▶ **Votre tâche**
Pouvez-vous recopier à l'identique le passage de l'article ci-dessous sur les bus de la SOTRACO, en commençant par « Vendredi 22 mars » et en allant jusqu'à « Thomas Sankara (UTS). » ?

▶ **Extrait source**
• Constat sur la desserte de l’Université Thomas Sankara
• Surcharge, retard et insuffisance de bus
• Les réponses de la Commune de Ouagadougou
La Société de transport en commun (SOTRACO) a pour mission d’améliorer les conditions de mobilité des populations dans les principaux centres urbains du Burkina Faso. Elle est présente dans cinq villes, dont Ouagadougou. Ses bus sont beaucoup sollicités par les populations, notamment, les élèves et étudiants dont le nombre ne cesse d’augmenter au fil des années. Déjà, en 2018, le gouvernement a décidé d’augmenter le nombre de bus et d’ouvrir des dessertes sur les universités et grandes écoles des villes du pays. Cela a été une bouffée d’oxygène. Cependant, six ans après, la SOTRACO semble être rattrapée par les mêmes difficultés (surcharge, pannes récurrentes, retard, nombre de bus insuffisant….). Conséquence, on assiste de plus en plus à des conditions de transport qui laissent à désirer. C’est le cas à Ouagadougou. Pour faire le constat, une équipe de L’Economiste du Faso a fait une immersion sur le terrain.
Vendredi 22 mars 2024. Il est 6h 20 mn, devant le mémorial Thomas Sankara. Le ciel sombre a laissé sa place aux premières lueurs de l’aube, lumière douce, teintée d’orange rosée. Pas le temps de rêvasser, le brouhaha qui émane de la file d’attente attire l’attention. Elèves et étudiants bavardent joyeusement, échangent des blagues et des anecdotes, tout en jetant des regards furtifs vers l’horizon, guettant l’arrivée du bus. D’autres, plus loin, anxieux, consultent nerveusement leur téléphone, surveillent l’heure comme une cuisinière devant une casserole de lait sur le feu. Il s’agit de la ligne spéciale étudiants qui mène à l’Université Thomas Sankara (UTS).

(Enregistrements d'annotation d'images)
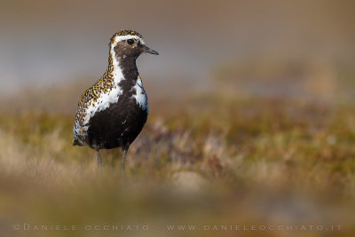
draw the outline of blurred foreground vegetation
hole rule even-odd
[[[218,76],[242,77],[226,69]],[[43,90],[4,100],[0,229],[4,236],[351,236],[355,104],[336,96],[339,91],[333,89],[339,83],[332,78],[319,78],[315,83],[330,91],[308,90],[313,97],[302,94],[303,88],[310,88],[308,81],[291,83],[302,94],[297,97],[285,96],[287,90],[280,95],[256,94],[250,88],[243,91],[247,83],[222,80],[203,93],[153,98],[148,122],[129,151],[125,180],[119,149],[102,152],[99,177],[95,152],[71,146],[78,96],[70,95],[79,95],[82,87],[58,87],[51,97],[51,90]],[[279,83],[267,82],[272,87]],[[75,233],[16,232],[14,223],[82,228]],[[146,223],[149,232],[83,228],[117,223]],[[164,227],[171,223],[319,223],[341,225],[342,230],[168,232]]]

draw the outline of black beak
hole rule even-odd
[[[147,52],[147,53],[151,53],[151,54],[155,54],[155,55],[159,55],[159,52],[157,52],[156,51],[152,50],[151,48],[143,45],[142,47],[142,52]]]

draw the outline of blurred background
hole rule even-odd
[[[48,235],[12,228],[28,223],[81,228],[51,236],[351,236],[354,10],[353,1],[1,1],[0,232]],[[150,115],[125,184],[118,149],[104,152],[98,178],[95,153],[71,146],[79,98],[122,28],[160,52],[138,59]],[[83,231],[138,219],[150,231]],[[176,232],[165,222],[342,229]]]

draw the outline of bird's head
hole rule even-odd
[[[138,58],[144,52],[159,55],[157,51],[146,46],[142,35],[130,29],[122,29],[116,32],[111,37],[109,46],[111,51],[122,58]]]

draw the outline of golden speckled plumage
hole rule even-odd
[[[95,105],[97,99],[102,93],[109,92],[114,88],[114,63],[113,56],[111,52],[108,57],[108,67],[102,77],[96,82],[91,87],[90,87],[82,95],[77,107],[77,114],[75,121],[78,121],[81,124],[84,122],[85,108],[88,107],[90,103],[92,106]]]
[[[110,43],[114,43],[114,38],[116,36],[138,36],[139,38],[142,38],[142,35],[140,35],[139,33],[138,33],[137,31],[134,30],[130,30],[130,29],[122,29],[120,31],[117,31],[112,37],[110,40]]]

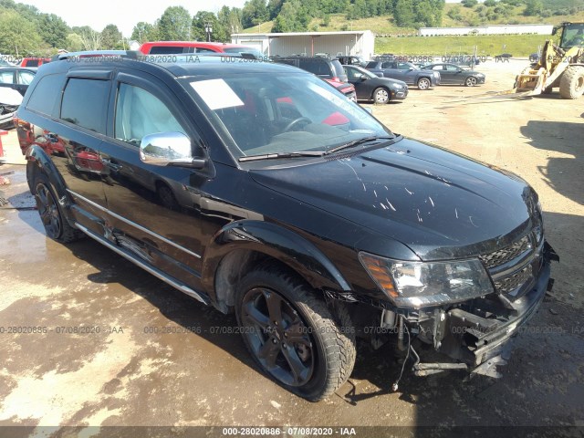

▶ **Réponse attendue**
Vendredi 22 mars 2024. Il est 6h 20 mn, devant le mémorial Thomas Sankara. Le ciel sombre a laissé sa place aux premières lueurs de l’aube, lumière douce, teintée d’orange rosée. Pas le temps de rêvasser, le brouhaha qui émane de la file d’attente attire l’attention. Elèves et étudiants bavardent joyeusement, échangent des blagues et des anecdotes, tout en jetant des regards furtifs vers l’horizon, guettant l’arrivée du bus. D’autres, plus loin, anxieux, consultent nerveusement leur téléphone, surveillent l’heure comme une cuisinière devant une casserole de lait sur le feu. Il s’agit de la ligne spéciale étudiants qui mène à l’Université Thomas Sankara (UTS).